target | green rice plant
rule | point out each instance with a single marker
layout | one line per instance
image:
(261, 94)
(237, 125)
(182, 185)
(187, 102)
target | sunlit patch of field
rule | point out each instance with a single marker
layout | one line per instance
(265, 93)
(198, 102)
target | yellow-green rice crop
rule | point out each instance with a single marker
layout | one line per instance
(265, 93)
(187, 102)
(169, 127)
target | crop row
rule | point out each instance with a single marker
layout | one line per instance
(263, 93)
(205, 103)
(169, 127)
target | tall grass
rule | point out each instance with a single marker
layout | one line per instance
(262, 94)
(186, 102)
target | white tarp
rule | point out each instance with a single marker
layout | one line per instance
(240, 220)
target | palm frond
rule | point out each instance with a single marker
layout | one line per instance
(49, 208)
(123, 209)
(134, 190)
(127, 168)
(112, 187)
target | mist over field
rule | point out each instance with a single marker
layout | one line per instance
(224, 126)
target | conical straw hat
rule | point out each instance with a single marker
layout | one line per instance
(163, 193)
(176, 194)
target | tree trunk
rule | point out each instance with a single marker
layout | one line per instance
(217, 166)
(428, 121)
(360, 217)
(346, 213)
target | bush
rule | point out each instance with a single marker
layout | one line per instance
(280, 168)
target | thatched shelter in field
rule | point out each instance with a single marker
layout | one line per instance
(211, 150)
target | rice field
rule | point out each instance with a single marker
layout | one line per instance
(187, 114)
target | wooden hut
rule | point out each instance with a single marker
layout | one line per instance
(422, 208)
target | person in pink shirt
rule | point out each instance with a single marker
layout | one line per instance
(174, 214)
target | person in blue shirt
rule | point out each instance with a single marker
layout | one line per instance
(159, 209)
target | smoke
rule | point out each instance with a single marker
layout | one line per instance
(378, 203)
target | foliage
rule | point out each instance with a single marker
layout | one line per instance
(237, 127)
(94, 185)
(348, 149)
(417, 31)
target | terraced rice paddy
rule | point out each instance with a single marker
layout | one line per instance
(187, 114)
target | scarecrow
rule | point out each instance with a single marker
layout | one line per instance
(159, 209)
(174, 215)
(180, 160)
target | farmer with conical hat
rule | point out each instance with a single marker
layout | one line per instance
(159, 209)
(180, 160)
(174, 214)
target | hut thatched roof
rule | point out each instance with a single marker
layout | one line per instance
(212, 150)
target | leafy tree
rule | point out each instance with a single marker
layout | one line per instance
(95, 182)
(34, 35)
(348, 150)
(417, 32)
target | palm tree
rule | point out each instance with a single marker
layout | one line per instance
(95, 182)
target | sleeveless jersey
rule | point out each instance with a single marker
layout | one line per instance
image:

____

## Direction
Transcribe all entries exactly as they are given.

## Solution to this task
target | green rice plant
rule | point out each instance with a single marker
layout | one line per instance
image:
(261, 94)
(237, 125)
(182, 185)
(187, 102)
target | sunlit patch of field
rule | point out each instance with a single marker
layout | one line per instance
(265, 93)
(198, 102)
target | yellow-green rice crop
rule | point out each instance with a single marker
layout | one line per instance
(265, 93)
(187, 102)
(169, 127)
target | crop row
rule | point out each instance with a single marker
layout | one line per instance
(263, 93)
(205, 103)
(169, 127)
target | tall grass
rule | point out each instance with a single marker
layout | one line per instance
(262, 94)
(186, 102)
target | white tarp
rule | point out each instance with a single marker
layout | one line per instance
(240, 220)
target | palm frond
rule | point out each instance with a single marker
layout | one line per instance
(49, 208)
(123, 209)
(134, 190)
(127, 168)
(112, 187)
target | mist over field
rule | point out each instance with a single marker
layout | one line per instance
(224, 126)
target | conical straw hat
rule | point out each instance with a single marker
layout | one line per instance
(163, 193)
(176, 194)
target | tree trunk
rule | point out each instance with a single marker
layout | one line per instance
(217, 166)
(428, 121)
(360, 217)
(346, 213)
target | bush
rule | point out each instance with a single marker
layout | one line per instance
(280, 168)
target | thatched shelter in field
rule | point out each instance with a single marker
layout | one line per instance
(211, 150)
target | rice field
rule | point out each instance with a single marker
layout | one line per instance
(187, 114)
target | wooden hut
rule | point out each instance with a single marker
layout | one line per instance
(422, 208)
target | person in pink shirt
rule | point out each instance with a single marker
layout | one line per instance
(174, 214)
target | person in blue shirt
rule | point out each instance with a single marker
layout | one line per instance
(159, 209)
target | smoke
rule | point out each instance with a single marker
layout | one line per instance
(378, 203)
target | foliage
rule | point out each instance with a single marker
layout | one line per instance
(237, 127)
(94, 185)
(348, 149)
(417, 31)
target | terraced rice paddy
rule | point out each instance with a single marker
layout | one line per instance
(187, 114)
target | scarecrow
rule | point out each instance with a single marker
layout | one line per instance
(159, 209)
(174, 215)
(180, 160)
target | farmer with conical hat
rule | point out each instance with a single marker
layout | one line per instance
(159, 209)
(180, 160)
(174, 214)
target | hut thatched roof
rule | point out each instance with a single marker
layout | one line per instance
(212, 150)
target | leafy tree
rule | point out each instance with a single marker
layout | one line per instance
(95, 182)
(34, 35)
(348, 150)
(417, 32)
target | palm tree
rule | point out each instance with a single marker
layout | one line per instance
(95, 182)
target | sleeveless jersey
rule | point out each instance with a single marker
layout | one line per instance
image:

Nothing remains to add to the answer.